=== Text ===
The POLST form records whether the patient wants to receive CPR, hospitalization, ICU care, antibiotics, artificial nutrition, intubation, mechanical ventilation and other medical interventions. A physician (or a nurse practitioner in some states) reviews and signs the form and it is added to the patient's medical file, moving with the patient and honored across all settings of care. (The POLST program is known by different names in different states. For example, in New York it's Medical Orders for Life-Sustaining Treatment (MOLST), and in West Virginia it's Physicians Orders for Scope of Treatment (POST).)
A new study published in the July 2010 issue of the Journal of the American Geriatrics Society found that people with POLST forms were more likely to receive the treatment they wanted. For example, those who said they primarily wanted relief from pain were 59 percent less likely to receive unwanted treatments than those who had only a "Do Not Resuscitate" order. Meanwhile, patients who requested on their POLST that everything be done to keep them alive were just as likely to receive full treatment as were other patients.
=== Provided data ===
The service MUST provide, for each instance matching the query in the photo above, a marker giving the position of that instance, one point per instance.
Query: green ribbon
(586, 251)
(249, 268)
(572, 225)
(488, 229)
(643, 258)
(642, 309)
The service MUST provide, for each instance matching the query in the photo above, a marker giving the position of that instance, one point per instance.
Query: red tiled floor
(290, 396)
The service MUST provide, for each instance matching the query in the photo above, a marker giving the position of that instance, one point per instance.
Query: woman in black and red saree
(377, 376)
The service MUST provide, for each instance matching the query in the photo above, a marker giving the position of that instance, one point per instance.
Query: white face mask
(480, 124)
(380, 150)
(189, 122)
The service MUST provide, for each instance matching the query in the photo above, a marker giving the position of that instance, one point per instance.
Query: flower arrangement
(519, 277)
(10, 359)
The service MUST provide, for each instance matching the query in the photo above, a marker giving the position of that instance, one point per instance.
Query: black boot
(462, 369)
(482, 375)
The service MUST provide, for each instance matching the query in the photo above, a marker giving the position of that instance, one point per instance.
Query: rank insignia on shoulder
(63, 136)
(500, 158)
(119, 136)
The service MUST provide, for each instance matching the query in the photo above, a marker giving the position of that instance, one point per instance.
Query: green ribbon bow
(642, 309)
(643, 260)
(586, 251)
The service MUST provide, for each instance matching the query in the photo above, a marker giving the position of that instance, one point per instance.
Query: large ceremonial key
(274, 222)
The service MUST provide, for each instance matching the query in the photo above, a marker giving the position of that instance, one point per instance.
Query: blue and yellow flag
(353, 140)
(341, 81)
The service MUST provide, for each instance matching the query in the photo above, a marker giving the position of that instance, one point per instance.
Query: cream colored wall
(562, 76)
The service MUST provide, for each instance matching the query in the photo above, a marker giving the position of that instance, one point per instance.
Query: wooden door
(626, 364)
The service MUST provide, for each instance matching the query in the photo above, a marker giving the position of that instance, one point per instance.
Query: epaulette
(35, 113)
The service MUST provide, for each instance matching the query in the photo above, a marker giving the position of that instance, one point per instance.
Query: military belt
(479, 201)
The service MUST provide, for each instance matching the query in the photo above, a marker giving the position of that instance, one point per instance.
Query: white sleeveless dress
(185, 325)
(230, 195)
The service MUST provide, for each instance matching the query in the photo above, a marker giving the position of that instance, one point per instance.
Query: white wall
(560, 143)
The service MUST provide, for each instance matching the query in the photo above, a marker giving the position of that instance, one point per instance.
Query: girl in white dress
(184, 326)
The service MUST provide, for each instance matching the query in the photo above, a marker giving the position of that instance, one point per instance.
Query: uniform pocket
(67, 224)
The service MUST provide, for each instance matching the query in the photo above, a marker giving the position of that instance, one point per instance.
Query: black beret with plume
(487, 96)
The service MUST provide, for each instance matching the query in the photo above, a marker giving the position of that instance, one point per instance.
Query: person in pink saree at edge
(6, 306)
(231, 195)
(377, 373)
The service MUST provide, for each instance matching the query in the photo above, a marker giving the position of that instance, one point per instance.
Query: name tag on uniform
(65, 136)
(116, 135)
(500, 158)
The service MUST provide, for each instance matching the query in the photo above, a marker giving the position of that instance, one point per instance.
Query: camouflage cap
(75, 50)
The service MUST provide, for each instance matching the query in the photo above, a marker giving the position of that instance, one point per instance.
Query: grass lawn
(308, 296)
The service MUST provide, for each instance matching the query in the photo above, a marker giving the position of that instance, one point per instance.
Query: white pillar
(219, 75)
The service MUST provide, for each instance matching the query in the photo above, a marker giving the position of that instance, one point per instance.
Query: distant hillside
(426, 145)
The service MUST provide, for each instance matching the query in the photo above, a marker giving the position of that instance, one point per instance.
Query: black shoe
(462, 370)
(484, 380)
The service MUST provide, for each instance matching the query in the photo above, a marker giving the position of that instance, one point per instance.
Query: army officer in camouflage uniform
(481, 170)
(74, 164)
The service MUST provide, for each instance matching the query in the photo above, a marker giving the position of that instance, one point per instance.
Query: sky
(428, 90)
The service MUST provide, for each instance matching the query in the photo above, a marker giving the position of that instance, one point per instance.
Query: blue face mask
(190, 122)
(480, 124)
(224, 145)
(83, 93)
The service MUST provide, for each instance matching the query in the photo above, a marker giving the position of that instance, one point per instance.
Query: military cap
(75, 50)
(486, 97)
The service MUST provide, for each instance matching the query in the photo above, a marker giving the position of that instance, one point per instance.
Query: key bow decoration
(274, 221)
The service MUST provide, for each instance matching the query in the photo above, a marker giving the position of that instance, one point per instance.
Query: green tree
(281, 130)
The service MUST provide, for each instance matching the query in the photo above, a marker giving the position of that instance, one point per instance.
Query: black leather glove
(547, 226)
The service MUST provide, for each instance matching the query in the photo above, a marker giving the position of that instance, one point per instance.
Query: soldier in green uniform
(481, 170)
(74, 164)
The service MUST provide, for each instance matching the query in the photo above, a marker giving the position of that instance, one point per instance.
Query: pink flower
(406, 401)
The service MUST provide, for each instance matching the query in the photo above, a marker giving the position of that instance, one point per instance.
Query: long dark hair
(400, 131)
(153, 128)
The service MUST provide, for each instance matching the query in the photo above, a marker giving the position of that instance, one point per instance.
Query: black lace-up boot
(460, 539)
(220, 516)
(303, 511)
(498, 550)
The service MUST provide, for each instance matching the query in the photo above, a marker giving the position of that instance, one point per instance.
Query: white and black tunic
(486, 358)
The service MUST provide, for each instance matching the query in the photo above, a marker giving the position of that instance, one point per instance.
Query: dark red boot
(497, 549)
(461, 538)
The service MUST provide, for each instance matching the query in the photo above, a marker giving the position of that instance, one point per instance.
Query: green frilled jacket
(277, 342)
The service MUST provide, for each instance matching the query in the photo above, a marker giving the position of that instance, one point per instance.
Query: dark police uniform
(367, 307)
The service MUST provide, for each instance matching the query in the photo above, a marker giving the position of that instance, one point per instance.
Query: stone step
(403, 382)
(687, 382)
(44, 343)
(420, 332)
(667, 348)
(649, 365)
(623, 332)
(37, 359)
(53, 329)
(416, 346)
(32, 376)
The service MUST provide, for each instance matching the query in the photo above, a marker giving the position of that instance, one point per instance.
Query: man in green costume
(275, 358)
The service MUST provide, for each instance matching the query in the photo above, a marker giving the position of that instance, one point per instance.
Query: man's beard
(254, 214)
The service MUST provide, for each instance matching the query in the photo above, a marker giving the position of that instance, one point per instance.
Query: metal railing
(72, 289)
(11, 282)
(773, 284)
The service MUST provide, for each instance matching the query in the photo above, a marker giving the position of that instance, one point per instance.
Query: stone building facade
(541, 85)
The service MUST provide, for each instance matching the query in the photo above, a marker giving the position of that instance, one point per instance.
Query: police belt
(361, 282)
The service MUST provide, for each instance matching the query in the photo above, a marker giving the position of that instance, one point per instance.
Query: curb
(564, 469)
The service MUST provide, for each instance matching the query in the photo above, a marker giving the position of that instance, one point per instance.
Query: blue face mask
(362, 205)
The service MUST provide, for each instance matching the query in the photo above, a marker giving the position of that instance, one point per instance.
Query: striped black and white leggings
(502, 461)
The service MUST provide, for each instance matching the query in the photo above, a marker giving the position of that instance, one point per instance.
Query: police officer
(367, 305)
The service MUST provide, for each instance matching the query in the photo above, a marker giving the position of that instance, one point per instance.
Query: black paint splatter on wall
===
* _Prompt A_: List each medical intervention that the POLST text names as one the form records the patient's wishes about.
* _Prompt B_: Carry on the POLST text with the next paragraph after its final sentence.

* _Exercise output A_: CPR, hospitalization, ICU care, antibiotics, artificial nutrition, intubation, mechanical ventilation

* _Exercise output B_:
Something like the POLST is particularly welcome in nursing home settings because the common practice is to do everything possible for patients despite the fact that only about 12 percent of nursing home patients want intensive care treatments, according to study co-author Susan Tolle of the Oregon Health & Science University. "There are many health care professionals who welcome this, particularly emergency medical personnel," Tolle said.
Meanwhile, the authors of another recent study conclude that elderly patients dying in hospitals "often receive burdensome care immediately before death that may not match patient preferences." The researchers see a need for improved communication between clinicians and patients or families at the beginning of intensive treatments.